SOURCE PASSAGE:

Garcia then wrote: "But it is not thus, very much in spite of all my desires and efforts. I ask you, what about Spiderman and Marvel? Perhaps it is not obvious to TVE the importance with which New World decided to close [the deal for that] animation with TVE." Garcia concluded that "[p]erhaps the mistake was mine in not having made Marvel and Beauty and Power a package. . . ."
The phrase "the deal for that" was inserted by the translator to make sense of the Spanish original that just stated that "New World decidio cerrar la animacion con TVE." Translated without the inserted phrase, that means that "New World decided to close the animation with TVE."
The Garcia fax does not satisfy § 204(a). There is nothing in the Garcia fax that sets forth the terms of any license agreement regarding Spiderman or Marvel Action Hour. Surely, the fax references a deal, but it does not specify anything about that deal or whether that deal is for an exclusive license for the program or for other broadcast rights. A mere reference to a deal without any information about the deal itself fails to satisfy the simple requirements of § 204(a). See Konigsberg, 16 F.3d at 357 (stating that the writing should "serve as a guidepost for the parties"). Without more, the comment in the Garcia fax is merely a part of negotiations rather than an "instrument of conveyance" or "memorandum of the transfer."
The second document relied upon by Television Espanola is a January 26, 1995, fax from New World's Operations Manager, Fefi Toll, to Television Espanola. That fax states that the Spiderman program should be "divided into two contracts which will be issued together and will provide as" stated in the rest of the fax. New World's Alejandro Garcia apparently authorized the division of the contracts, but they would "have to be done by year" and "the package cannot be broken up." The fax concludes: "[w]ith nothing further at this time, awaiting the contracts. . . ."

INFORMATION GIVEN:

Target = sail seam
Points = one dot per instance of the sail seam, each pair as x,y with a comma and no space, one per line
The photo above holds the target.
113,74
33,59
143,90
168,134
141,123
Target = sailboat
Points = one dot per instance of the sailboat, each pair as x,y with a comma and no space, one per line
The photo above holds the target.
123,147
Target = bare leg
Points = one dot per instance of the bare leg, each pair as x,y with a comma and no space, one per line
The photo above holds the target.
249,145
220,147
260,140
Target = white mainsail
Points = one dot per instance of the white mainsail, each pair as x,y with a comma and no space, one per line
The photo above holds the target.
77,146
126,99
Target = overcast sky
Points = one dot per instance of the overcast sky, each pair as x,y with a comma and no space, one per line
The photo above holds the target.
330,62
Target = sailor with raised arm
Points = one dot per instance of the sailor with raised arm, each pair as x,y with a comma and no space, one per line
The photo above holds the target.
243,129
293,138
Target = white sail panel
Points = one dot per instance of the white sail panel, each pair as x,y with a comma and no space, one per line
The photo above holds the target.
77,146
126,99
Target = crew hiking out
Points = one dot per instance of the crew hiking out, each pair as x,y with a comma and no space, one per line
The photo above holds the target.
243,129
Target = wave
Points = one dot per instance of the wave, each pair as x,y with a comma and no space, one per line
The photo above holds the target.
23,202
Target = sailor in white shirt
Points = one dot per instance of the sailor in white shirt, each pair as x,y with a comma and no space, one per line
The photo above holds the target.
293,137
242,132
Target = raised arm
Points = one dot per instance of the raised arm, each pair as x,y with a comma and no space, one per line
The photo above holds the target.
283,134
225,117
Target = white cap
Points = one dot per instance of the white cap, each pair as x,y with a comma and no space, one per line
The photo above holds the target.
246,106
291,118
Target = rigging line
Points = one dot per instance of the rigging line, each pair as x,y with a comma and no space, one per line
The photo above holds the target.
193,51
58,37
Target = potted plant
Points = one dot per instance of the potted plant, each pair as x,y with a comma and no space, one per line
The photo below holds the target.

INSTRUCTION: In the court passage, who sent the January 26, 1995, fax to Television Espanola? The entries come from a different source than the text.

OUTPUT: Fefi Toll, New World's Operations Manager.